■ **TASK TO COMPLETE**: Extract from the listing below every line that contains the word "navy", copying each one in full.

--- begin ---

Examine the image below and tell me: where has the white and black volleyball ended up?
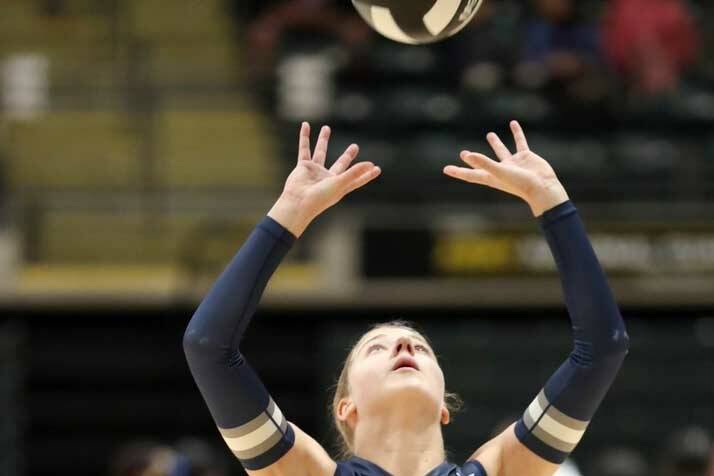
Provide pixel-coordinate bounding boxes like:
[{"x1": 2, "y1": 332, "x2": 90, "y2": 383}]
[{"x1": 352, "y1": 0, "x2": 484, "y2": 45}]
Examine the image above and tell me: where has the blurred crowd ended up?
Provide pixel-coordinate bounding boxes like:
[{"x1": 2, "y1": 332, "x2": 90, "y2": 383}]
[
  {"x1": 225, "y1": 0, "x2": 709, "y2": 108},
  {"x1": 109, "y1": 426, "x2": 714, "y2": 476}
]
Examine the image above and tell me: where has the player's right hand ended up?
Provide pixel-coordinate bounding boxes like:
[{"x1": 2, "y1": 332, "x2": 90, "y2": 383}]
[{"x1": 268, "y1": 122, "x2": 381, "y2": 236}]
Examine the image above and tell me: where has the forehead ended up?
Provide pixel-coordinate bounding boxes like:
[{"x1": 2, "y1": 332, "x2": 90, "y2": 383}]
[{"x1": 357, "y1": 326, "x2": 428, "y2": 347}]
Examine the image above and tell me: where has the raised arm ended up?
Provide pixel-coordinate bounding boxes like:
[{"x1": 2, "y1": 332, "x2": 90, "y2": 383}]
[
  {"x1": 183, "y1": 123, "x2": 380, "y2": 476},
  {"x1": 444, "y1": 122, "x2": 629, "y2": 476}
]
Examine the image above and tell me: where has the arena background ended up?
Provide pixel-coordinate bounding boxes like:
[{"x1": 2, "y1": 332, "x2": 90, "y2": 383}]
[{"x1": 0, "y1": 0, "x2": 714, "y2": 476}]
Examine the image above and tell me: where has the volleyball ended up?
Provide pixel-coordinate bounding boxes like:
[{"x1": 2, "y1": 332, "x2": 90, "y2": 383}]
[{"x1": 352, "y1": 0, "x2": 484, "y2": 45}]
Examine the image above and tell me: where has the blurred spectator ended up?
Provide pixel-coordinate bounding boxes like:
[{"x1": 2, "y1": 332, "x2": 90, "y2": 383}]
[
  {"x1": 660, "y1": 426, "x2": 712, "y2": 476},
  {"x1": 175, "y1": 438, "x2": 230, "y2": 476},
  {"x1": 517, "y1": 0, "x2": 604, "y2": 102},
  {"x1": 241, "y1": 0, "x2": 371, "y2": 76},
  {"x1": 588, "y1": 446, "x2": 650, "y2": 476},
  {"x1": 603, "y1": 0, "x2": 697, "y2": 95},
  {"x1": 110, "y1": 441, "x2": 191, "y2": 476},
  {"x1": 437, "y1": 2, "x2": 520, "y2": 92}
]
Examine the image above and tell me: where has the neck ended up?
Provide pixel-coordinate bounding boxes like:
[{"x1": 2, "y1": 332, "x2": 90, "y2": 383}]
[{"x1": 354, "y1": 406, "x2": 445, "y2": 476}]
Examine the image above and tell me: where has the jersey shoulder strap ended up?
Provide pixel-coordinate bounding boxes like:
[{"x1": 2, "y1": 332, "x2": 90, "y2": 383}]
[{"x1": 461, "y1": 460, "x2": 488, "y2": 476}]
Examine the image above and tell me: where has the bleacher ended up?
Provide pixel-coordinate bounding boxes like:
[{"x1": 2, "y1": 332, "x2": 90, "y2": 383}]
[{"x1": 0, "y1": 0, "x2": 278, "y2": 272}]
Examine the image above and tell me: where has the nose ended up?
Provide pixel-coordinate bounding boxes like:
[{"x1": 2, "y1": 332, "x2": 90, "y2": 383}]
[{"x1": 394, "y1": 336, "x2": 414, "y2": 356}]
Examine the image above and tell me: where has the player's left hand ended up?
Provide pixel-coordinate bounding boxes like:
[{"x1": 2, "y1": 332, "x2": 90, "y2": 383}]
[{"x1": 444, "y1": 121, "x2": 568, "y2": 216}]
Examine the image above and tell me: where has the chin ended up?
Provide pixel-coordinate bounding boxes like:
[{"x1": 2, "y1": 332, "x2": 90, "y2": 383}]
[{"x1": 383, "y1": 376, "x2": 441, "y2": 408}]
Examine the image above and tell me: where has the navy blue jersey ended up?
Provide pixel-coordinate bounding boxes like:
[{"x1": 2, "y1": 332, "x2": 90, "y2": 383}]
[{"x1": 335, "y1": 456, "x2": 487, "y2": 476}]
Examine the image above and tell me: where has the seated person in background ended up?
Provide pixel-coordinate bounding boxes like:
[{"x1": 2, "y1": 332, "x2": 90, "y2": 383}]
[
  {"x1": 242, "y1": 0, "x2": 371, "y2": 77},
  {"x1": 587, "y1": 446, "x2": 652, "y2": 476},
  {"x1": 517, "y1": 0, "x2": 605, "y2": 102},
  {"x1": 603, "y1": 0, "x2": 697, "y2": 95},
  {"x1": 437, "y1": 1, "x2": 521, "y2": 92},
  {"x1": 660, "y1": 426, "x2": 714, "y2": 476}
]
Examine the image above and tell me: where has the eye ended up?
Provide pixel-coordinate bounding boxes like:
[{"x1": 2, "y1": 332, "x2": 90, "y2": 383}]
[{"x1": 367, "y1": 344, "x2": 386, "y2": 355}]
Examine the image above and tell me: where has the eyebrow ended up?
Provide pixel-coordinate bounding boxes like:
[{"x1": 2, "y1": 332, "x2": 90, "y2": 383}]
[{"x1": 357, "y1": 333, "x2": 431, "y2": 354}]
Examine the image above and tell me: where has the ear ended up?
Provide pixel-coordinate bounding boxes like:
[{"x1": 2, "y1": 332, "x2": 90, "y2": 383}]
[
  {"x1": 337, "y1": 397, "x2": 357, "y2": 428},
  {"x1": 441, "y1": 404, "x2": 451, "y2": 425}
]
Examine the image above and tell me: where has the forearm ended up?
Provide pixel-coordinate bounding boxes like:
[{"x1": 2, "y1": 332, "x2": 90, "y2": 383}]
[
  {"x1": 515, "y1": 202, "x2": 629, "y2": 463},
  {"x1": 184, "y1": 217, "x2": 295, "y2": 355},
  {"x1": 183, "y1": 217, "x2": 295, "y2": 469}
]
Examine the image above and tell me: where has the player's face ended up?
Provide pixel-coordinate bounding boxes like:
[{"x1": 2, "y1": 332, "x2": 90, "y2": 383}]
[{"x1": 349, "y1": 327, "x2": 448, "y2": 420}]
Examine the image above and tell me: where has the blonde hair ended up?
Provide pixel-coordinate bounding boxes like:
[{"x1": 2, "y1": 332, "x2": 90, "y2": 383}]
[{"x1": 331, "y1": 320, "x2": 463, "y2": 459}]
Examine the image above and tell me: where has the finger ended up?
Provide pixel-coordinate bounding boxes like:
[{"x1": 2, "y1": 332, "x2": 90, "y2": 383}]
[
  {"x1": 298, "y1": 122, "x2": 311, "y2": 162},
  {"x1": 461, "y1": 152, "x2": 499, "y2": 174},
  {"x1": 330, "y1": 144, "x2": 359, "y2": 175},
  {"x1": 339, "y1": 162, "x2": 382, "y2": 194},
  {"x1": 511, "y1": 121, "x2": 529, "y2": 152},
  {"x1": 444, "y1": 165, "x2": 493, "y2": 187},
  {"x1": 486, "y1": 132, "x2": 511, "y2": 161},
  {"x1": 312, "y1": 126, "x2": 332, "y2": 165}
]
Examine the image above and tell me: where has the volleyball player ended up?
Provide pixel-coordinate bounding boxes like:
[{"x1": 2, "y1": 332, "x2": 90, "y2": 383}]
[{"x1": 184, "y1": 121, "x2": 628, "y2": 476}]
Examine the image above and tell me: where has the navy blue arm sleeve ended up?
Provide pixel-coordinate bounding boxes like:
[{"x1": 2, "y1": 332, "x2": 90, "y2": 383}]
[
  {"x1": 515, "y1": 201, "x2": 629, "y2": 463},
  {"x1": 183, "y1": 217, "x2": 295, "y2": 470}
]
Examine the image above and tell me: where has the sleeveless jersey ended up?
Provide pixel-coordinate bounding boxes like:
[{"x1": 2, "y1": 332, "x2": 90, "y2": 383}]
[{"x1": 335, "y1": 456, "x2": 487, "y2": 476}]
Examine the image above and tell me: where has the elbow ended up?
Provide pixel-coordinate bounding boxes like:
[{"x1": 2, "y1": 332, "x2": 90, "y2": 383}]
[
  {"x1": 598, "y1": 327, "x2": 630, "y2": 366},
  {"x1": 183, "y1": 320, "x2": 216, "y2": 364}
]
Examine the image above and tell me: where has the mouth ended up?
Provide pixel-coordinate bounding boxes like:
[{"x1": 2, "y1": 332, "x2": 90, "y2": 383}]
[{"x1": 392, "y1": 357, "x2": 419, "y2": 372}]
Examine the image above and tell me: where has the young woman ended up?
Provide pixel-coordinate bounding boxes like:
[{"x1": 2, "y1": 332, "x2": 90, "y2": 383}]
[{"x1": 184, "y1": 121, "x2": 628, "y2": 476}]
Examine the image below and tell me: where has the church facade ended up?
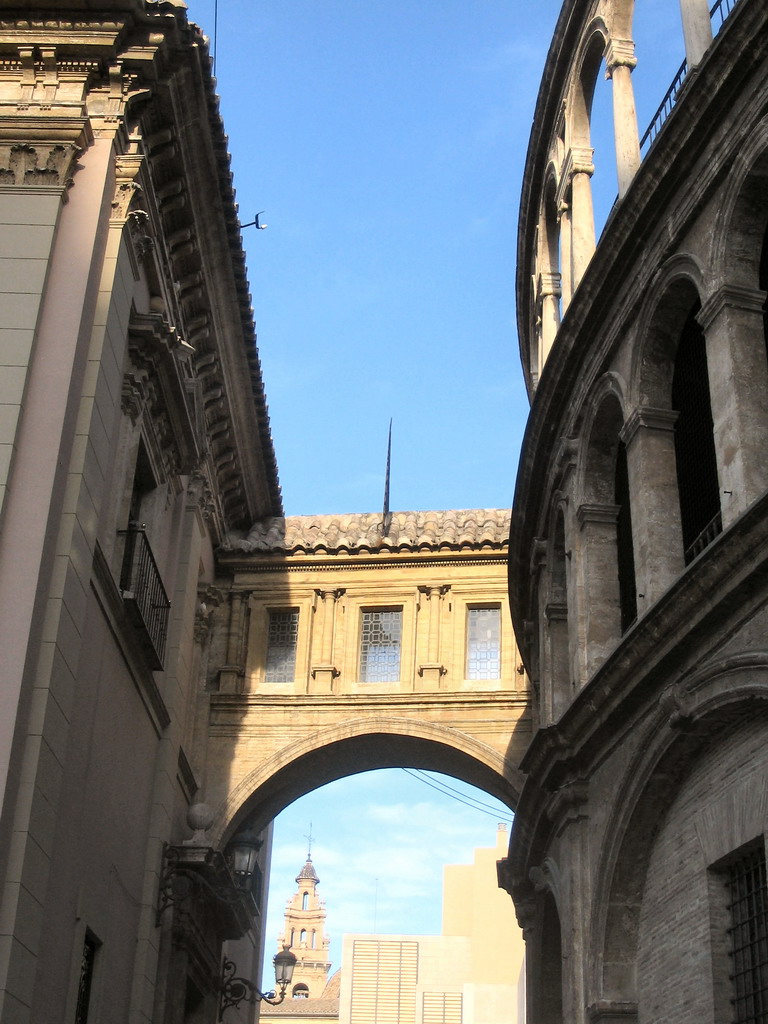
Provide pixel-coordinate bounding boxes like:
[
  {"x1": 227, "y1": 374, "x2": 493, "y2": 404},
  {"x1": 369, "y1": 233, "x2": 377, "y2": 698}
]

--- end ---

■ **FINISHED EXERCISE**:
Examine the image above and tell me: where has the navy blue jersey ended up?
Examine the image above and tell me: where has the navy blue arm sleeve ended up?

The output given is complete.